[Start of DATA FOR THIS EXERCISE]

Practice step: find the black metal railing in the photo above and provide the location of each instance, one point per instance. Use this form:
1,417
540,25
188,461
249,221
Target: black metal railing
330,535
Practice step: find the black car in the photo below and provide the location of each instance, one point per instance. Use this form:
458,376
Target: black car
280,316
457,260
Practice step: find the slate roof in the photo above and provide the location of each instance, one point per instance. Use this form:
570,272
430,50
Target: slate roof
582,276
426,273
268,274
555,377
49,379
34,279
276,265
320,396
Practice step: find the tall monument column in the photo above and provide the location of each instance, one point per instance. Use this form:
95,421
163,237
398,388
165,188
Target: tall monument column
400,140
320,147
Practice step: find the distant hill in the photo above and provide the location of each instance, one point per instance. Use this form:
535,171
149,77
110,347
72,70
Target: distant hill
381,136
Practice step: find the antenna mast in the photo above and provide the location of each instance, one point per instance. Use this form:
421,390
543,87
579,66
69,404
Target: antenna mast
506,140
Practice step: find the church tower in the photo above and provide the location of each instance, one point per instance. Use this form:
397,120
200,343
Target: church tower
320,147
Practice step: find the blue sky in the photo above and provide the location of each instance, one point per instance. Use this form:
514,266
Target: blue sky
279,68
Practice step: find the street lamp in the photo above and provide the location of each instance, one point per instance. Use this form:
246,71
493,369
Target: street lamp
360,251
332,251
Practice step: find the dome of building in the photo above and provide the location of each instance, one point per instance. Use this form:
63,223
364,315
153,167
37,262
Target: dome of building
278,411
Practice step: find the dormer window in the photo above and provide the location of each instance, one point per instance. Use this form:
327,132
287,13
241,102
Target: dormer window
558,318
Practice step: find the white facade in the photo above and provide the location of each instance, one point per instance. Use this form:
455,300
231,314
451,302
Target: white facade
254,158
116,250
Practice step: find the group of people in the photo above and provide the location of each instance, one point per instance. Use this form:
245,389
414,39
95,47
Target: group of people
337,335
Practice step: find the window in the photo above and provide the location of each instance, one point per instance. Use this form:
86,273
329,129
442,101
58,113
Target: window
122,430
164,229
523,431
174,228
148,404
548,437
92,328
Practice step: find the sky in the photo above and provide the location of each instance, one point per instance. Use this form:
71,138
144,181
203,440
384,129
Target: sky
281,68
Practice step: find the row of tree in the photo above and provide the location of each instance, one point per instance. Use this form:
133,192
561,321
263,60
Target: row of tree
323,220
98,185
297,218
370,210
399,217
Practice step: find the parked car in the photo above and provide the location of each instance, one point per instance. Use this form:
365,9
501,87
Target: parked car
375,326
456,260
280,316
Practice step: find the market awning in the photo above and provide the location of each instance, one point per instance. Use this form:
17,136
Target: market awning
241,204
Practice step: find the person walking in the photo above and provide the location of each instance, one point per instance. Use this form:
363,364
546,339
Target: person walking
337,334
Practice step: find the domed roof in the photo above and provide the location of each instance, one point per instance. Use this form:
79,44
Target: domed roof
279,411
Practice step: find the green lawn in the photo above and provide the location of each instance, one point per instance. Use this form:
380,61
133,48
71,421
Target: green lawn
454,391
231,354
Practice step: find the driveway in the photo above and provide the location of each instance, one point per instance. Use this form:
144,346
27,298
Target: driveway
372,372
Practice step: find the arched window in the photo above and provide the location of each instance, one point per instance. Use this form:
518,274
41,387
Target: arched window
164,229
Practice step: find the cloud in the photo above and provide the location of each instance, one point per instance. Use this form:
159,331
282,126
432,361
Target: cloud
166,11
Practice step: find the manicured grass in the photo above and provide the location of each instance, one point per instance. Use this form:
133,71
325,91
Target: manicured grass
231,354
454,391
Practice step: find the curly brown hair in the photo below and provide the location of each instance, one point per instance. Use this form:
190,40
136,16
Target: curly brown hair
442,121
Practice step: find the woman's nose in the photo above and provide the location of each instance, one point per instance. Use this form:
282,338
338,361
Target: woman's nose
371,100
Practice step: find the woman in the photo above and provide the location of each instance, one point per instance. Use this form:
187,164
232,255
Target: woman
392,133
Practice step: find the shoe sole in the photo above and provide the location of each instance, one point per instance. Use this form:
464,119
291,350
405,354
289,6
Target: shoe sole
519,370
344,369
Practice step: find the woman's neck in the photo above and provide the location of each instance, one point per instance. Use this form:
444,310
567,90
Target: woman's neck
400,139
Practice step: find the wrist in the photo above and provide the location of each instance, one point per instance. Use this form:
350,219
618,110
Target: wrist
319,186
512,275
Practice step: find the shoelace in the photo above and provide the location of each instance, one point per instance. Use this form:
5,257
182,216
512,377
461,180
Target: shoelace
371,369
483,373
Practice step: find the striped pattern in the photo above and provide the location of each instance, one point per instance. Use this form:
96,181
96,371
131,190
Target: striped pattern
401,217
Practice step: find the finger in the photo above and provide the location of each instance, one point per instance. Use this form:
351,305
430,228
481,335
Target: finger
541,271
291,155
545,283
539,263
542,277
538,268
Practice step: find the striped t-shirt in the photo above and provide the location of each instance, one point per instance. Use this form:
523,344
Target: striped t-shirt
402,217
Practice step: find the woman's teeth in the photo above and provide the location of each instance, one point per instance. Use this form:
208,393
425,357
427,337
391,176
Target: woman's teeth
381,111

[End of DATA FOR THIS EXERCISE]

# [TASK TO COMPLETE]
Rescale the items starting at the line containing "Practice step: find the striped t-shirt" and ending at the end of the items. Reproduce every line, requests included, multiply each answer coordinate by 2 and round it to a whole number (halves up), leave the numbers in the requests and their format samples unchanged, and give only these lines.

# [THE REPLY]
Practice step: find the striped t-shirt in the photo above and provide the location of each instance, one point per instance. Use this form:
523,344
Target: striped t-shirt
804,434
Practice step: find the woman's teeth in the photo above and provide the location of each instance, one point per instance. Use this form:
208,393
425,357
427,337
391,176
Target: woman's teeth
762,222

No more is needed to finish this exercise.